** Opening Text shown block **

New
#1
Questions - Backup strategies for a personal home desktop PC
Well I'm cruising along with my three week old inexpensive HP Pavilion desktop. They waste so much metal to encase a couple of innards, a little motherboard, a 1TB drive and a silly low output power supply. The rest is air. Hope these things are mostly getting recycled when they expire. Plenty of room but no amps to expand, but then there aren't any empty sockets on the MB anyway. That's only a little disappointing to me. Would've been nice to put my old 320 gig disk in it. And maybe a sound card. But it runs great and I like 10 too. I also have a new 2TB Seagate slim drive and their Dashboard software for my scheduled backups, plus two 320GB drives in USB enclosures, right now doing nothing but containing old files and an Acronis image of my old machine.
My first order of business was deciding on a backup system. After asking around here, I made a Win10 and a Seagate Image just to see how it works but untested for restoring so far. I also ran a Seagate file backup. So right now I'm making a weekly Macrium image and Seagate image. Yesterday I decided to add a continuous Seagate file backup.
But I haven't weeded out and prioritized all this, which is the reason for my post. I see no reason not to use Windows for its semi-continuous file backup, as frequent as every 10 minutes, although fully continuous with Seagate might feel less intrusive. I don't know the feel of this machine enough yet to tell the difference. Opinions are welcome. Another worry I have about either continuous method is, if I get an infection, I could be backing up corrupt files... couldn't I? And then what of the rest of the folders on the backup drive, are they at risk? The Seagate drive is box stock, I've changed nothing about the file system.

** Closing Text shown block **
** Opening Dataset content block **

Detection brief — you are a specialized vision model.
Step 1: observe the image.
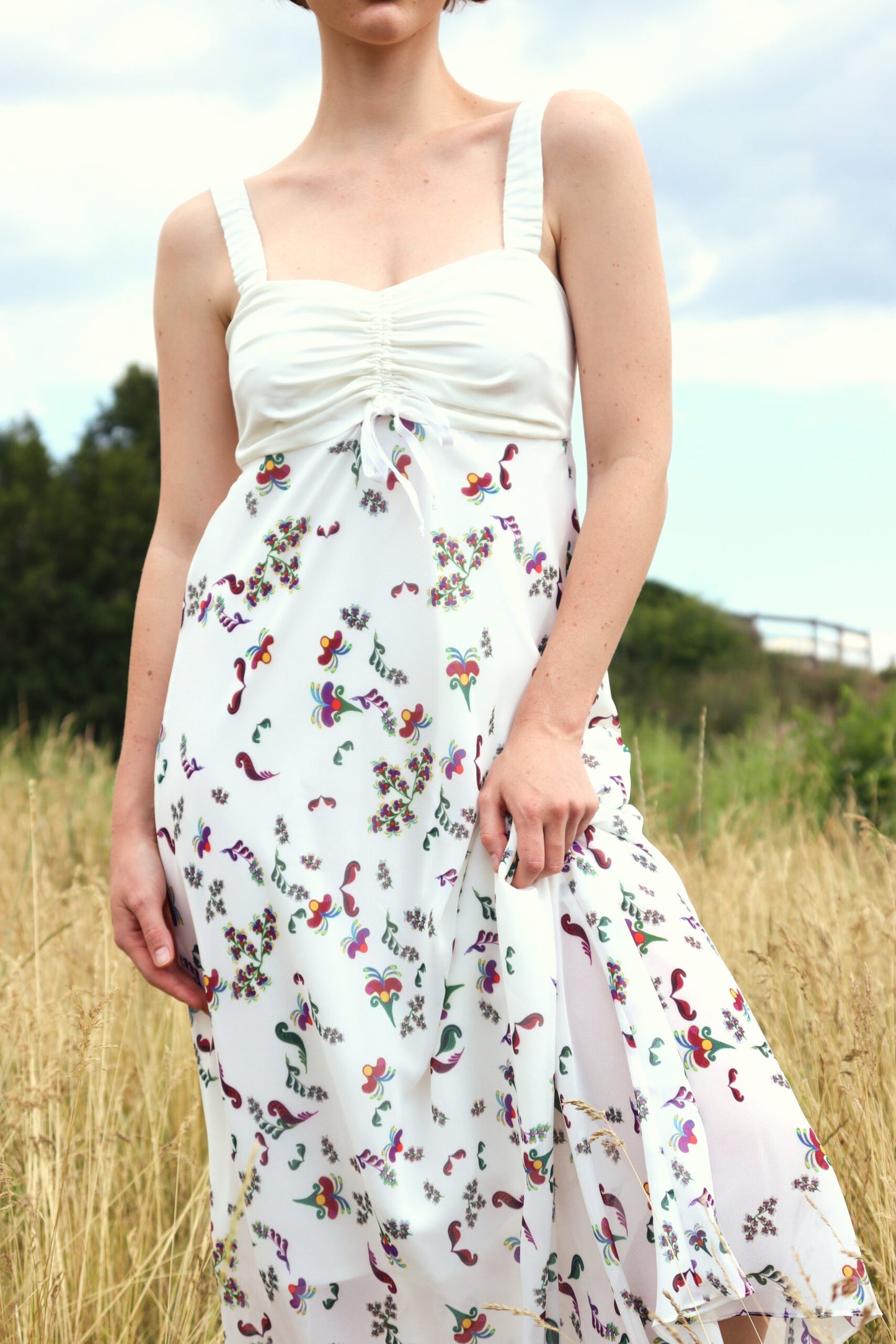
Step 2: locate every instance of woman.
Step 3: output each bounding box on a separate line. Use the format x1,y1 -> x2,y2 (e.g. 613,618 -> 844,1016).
112,0 -> 877,1344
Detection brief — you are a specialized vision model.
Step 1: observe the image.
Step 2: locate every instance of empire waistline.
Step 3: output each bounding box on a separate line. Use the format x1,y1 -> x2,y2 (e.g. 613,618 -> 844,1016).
234,418 -> 572,472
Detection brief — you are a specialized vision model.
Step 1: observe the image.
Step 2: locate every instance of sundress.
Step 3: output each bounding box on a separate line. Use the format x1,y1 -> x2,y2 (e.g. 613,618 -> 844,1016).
156,93 -> 880,1344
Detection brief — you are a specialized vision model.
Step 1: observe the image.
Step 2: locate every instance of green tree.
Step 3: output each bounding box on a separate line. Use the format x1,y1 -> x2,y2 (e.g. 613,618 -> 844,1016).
0,364 -> 160,738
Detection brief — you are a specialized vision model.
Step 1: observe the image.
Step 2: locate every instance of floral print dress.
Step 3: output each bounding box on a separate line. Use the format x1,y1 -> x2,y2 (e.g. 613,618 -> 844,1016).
156,93 -> 880,1344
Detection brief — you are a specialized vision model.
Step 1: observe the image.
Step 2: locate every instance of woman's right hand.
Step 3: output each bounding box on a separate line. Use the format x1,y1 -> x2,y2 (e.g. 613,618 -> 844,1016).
109,830 -> 208,1012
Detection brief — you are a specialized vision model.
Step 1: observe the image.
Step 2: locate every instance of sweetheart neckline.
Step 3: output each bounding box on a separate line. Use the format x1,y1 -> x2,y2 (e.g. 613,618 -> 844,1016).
224,246 -> 572,335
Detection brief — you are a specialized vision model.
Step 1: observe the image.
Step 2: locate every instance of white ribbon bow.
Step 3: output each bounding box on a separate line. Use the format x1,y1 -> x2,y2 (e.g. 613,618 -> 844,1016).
362,391 -> 454,536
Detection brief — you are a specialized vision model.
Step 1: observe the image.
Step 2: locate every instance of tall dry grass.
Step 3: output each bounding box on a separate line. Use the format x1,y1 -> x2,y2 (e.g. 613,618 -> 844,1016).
0,724 -> 896,1344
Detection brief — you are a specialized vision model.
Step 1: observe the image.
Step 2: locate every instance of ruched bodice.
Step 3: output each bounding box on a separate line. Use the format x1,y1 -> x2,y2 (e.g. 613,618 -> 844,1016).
153,81 -> 880,1344
213,87 -> 575,505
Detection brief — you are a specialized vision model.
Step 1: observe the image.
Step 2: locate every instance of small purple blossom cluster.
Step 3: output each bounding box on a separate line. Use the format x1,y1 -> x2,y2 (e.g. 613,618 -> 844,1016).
743,1195 -> 778,1242
340,602 -> 371,630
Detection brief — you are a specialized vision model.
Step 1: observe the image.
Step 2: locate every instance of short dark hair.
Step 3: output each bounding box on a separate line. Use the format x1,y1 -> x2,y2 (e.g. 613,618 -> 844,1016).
291,0 -> 485,14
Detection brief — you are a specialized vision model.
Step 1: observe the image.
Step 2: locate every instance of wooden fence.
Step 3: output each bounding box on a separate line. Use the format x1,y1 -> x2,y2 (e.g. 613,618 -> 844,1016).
728,612 -> 872,668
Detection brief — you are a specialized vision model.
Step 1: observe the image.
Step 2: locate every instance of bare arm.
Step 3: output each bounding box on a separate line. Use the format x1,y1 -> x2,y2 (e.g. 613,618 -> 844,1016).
110,192 -> 237,1008
479,89 -> 672,886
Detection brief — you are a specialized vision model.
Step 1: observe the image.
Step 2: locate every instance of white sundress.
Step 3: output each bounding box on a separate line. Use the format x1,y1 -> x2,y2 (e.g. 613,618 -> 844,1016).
156,93 -> 880,1344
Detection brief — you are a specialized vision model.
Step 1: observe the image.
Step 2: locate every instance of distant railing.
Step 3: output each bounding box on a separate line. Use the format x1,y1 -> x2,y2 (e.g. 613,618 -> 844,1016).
728,612 -> 872,668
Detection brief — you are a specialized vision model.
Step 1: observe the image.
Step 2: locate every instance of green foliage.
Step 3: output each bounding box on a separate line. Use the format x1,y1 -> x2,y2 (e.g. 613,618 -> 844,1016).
0,364 -> 160,739
0,364 -> 896,830
611,579 -> 770,732
794,680 -> 896,828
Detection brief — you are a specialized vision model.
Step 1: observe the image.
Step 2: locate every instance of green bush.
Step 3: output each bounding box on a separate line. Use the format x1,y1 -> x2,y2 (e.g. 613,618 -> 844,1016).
794,680 -> 896,829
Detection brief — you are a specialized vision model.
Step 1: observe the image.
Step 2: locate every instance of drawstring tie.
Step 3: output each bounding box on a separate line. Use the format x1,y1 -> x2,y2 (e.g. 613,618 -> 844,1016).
362,391 -> 454,536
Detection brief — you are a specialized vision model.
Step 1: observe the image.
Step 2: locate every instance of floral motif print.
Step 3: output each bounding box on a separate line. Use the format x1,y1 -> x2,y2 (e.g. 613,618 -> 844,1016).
153,102 -> 880,1344
156,422 -> 876,1344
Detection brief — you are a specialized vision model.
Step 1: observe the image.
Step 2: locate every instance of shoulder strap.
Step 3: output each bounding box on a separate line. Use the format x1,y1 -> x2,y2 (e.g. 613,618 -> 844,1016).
503,90 -> 554,252
210,179 -> 267,295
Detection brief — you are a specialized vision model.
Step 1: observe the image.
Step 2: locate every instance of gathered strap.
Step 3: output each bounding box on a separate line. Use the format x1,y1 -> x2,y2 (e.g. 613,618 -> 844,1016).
503,90 -> 554,252
210,179 -> 267,295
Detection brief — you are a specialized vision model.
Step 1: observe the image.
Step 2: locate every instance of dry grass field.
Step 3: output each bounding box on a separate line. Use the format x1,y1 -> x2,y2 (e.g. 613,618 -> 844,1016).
0,729 -> 896,1344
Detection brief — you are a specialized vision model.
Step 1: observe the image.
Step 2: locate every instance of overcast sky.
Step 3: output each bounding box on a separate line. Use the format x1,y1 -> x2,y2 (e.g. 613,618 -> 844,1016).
0,0 -> 896,667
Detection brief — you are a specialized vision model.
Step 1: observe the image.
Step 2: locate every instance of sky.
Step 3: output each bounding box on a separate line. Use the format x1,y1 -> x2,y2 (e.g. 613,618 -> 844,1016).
0,0 -> 896,667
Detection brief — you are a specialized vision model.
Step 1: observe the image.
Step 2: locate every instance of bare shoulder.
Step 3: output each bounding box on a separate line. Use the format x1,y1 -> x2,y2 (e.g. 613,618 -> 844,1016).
156,188 -> 235,323
543,89 -> 642,179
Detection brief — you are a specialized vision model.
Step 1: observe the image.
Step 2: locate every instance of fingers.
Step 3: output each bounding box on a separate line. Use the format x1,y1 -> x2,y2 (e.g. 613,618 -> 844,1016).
122,933 -> 208,1012
114,894 -> 208,1012
478,780 -> 507,871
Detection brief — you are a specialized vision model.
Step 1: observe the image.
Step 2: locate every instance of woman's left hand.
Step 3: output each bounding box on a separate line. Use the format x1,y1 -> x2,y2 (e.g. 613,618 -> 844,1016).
478,722 -> 600,887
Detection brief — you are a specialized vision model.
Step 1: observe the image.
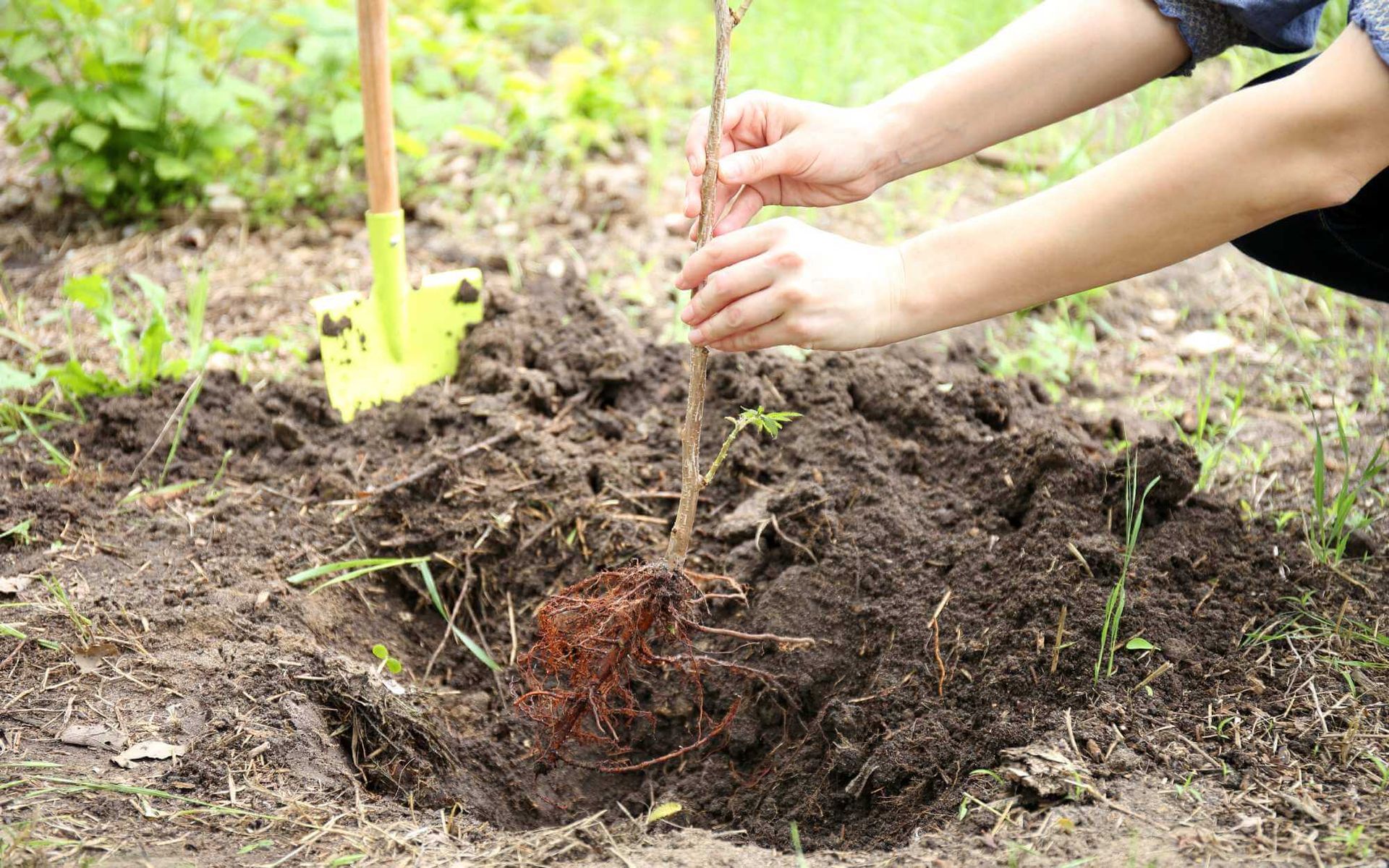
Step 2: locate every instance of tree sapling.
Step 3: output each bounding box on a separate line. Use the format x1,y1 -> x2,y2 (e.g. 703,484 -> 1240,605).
515,0 -> 814,773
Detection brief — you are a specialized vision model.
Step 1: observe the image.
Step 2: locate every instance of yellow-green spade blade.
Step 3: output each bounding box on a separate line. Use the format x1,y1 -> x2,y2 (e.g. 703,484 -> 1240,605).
310,211 -> 482,422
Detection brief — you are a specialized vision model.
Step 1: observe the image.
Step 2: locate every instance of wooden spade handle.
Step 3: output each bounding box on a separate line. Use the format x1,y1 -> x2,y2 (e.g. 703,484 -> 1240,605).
357,0 -> 400,214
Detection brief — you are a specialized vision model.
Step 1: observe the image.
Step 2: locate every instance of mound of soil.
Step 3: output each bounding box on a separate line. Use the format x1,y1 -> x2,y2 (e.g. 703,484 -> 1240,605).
0,273 -> 1355,848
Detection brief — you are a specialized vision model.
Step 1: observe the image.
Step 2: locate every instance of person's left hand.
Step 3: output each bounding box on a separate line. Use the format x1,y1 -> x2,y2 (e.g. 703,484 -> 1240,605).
675,217 -> 910,353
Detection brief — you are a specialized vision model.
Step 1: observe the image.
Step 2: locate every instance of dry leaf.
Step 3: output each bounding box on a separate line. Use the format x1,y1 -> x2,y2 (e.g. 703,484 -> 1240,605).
111,741 -> 187,768
59,723 -> 125,750
72,642 -> 121,672
0,576 -> 33,595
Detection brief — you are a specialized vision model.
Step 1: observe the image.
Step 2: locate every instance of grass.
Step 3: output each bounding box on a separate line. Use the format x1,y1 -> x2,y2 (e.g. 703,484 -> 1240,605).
285,556 -> 501,672
1303,391 -> 1389,566
1172,359 -> 1246,492
1093,453 -> 1163,684
981,292 -> 1113,400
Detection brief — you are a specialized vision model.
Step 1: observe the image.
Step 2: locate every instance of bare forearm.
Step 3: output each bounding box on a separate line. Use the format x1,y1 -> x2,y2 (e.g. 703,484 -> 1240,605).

** Closing Dataset content block **

Instructions
1. In the backup strategies post, reproduce the passage from "My first order" up to and including "continuous Seagate file backup.".
2. According to the backup strategies post, what worries the poster about using either continuous backup method? Answer in one to three sentences.
3. List every piece of software the backup strategies post names as having made, or being able to make, images or backups.

Responses to the tasks
1.
My first order of business was deciding on a backup system. After asking around here, I made a Win10 and a Seagate Image just to see how it works but untested for restoring so far. I also ran a Seagate file backup. So right now I'm making a weekly Macrium image and Seagate image. Yesterday I decided to add a continuous Seagate file backup.

2. The poster worries that if the machine gets an infection, a continuous method could end up backing up corrupt files. The poster also wonders whether the rest of the folders on the backup drive would then be at risk.

3.
- Seagate's Dashboard software
- Acronis
- Macrium
- Windows (Win10)